* **Problem description**: Take the data below and filter it for lines containing the word "white"; show each line found.

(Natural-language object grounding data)
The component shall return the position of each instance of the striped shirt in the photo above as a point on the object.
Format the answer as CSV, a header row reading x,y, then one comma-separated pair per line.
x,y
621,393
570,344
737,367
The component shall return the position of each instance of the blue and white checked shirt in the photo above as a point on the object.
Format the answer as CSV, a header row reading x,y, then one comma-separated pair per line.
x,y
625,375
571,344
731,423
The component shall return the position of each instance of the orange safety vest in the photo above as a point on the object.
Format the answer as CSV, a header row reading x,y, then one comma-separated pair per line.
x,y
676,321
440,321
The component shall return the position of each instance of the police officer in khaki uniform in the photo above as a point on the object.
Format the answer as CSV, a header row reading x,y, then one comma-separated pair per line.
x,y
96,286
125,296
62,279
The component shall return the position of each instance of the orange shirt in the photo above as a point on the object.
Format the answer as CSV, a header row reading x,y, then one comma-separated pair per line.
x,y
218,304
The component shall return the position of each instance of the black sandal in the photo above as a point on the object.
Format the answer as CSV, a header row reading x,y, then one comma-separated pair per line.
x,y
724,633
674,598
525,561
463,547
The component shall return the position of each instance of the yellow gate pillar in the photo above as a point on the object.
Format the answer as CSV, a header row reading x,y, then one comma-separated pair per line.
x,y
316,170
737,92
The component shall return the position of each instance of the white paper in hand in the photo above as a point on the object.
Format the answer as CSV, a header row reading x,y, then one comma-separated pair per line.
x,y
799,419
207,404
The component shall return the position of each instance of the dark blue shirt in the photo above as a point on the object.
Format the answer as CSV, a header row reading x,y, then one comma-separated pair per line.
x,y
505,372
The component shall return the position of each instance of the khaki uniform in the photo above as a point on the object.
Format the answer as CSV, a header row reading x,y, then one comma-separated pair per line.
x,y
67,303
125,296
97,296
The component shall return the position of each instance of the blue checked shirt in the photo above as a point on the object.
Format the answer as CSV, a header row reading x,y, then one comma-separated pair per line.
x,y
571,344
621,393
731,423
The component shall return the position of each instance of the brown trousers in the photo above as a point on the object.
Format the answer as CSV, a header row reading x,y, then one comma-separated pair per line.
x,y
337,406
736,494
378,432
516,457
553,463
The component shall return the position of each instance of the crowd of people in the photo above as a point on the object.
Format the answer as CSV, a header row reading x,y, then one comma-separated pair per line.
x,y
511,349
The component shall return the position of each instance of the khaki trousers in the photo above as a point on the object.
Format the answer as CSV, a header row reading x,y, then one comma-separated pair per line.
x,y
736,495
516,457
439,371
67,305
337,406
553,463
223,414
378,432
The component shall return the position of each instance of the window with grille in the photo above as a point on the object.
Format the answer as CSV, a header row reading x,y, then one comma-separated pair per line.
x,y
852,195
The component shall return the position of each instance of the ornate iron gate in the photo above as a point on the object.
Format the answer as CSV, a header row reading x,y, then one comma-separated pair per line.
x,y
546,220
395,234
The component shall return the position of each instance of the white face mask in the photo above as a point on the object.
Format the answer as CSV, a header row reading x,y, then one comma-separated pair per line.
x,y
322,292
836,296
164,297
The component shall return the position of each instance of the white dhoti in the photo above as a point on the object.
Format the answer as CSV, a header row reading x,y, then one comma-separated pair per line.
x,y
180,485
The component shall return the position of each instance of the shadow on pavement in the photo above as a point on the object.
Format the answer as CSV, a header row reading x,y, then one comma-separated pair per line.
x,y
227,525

* **Answer below**:
The component shall return the position of each instance of the blue and white checked shirt in the photo above as a point on the object.
The component shall return the position of each instance of the white paper in hand in the photo above as a point on the object.
The component shall return the position of each instance of the white face mask in the photo above as a point on the object.
The component shall return the position of each instance of the white dhoti in the photo above as a point on the object.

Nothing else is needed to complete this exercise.